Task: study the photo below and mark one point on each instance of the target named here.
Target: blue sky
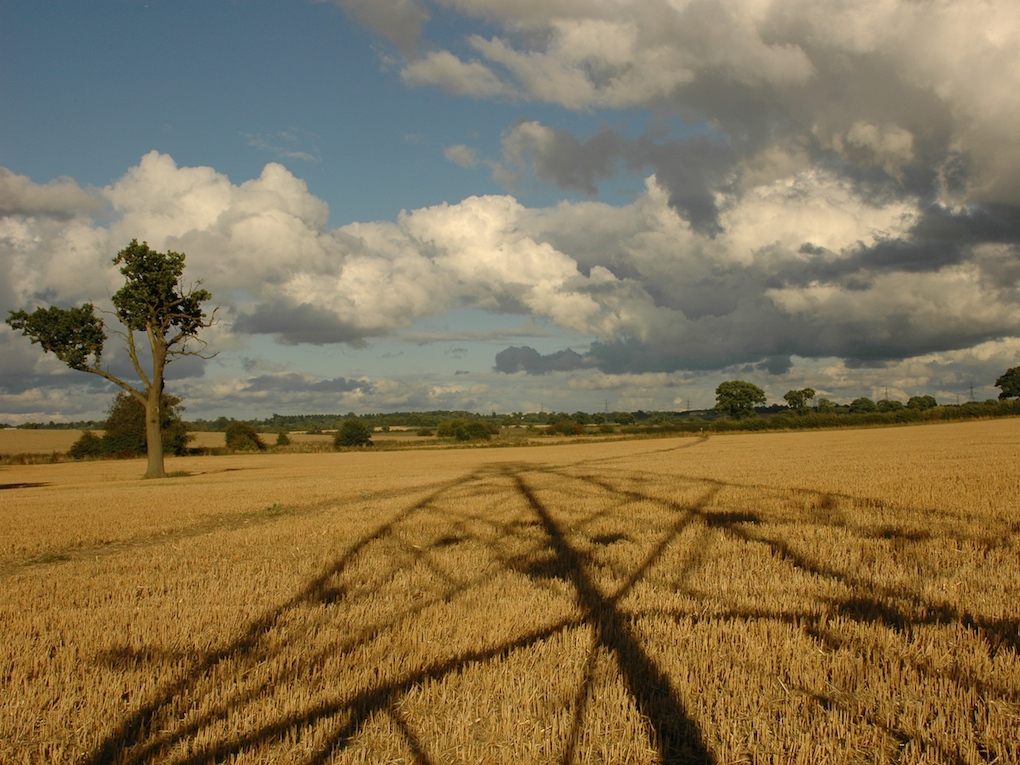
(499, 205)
================
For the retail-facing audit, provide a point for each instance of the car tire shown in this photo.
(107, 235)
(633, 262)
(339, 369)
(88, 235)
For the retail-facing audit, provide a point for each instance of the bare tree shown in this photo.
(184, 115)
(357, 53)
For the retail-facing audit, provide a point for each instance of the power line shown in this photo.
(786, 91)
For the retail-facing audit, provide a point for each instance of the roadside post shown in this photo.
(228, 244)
================
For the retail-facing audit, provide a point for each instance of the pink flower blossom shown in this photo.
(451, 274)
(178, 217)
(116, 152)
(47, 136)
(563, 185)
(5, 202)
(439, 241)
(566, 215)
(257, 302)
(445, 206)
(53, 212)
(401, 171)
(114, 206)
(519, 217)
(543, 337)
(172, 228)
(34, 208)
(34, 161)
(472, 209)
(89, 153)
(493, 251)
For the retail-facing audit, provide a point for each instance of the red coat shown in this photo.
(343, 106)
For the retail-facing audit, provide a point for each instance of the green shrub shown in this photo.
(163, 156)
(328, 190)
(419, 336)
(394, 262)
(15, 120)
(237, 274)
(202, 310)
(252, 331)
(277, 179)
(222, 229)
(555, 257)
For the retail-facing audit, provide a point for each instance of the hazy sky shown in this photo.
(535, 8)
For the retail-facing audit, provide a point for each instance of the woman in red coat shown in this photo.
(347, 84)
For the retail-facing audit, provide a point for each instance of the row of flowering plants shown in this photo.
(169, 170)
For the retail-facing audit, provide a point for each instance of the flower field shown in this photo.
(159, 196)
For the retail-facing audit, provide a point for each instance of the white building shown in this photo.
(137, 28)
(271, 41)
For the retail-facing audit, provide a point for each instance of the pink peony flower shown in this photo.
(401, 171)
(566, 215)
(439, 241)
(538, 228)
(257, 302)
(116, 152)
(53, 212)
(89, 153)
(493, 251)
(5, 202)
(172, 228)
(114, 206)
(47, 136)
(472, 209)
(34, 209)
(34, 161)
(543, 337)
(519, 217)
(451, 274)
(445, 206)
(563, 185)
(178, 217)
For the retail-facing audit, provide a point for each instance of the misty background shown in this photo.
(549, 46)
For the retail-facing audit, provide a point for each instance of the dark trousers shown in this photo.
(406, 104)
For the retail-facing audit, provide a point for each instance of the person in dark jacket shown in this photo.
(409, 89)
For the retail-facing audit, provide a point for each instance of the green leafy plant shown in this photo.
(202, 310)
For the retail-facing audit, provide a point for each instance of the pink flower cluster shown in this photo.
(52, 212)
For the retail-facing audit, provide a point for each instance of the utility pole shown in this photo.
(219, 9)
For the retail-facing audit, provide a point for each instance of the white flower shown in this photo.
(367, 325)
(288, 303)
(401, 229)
================
### SET PROBLEM
Pick out each line of the records above that contains the word "pink", matching upper and lower case exactly.

### ANSWER IN FULL
For the retail-facing audit, provide a point for each instance of the pink flower blossom shown in this photo.
For the retail-facing audit, provide a point for each instance of the pink peony flower shown in this photo.
For the retail-facing audit, provide a point for each instance of the pink flower cluster shown in this photo.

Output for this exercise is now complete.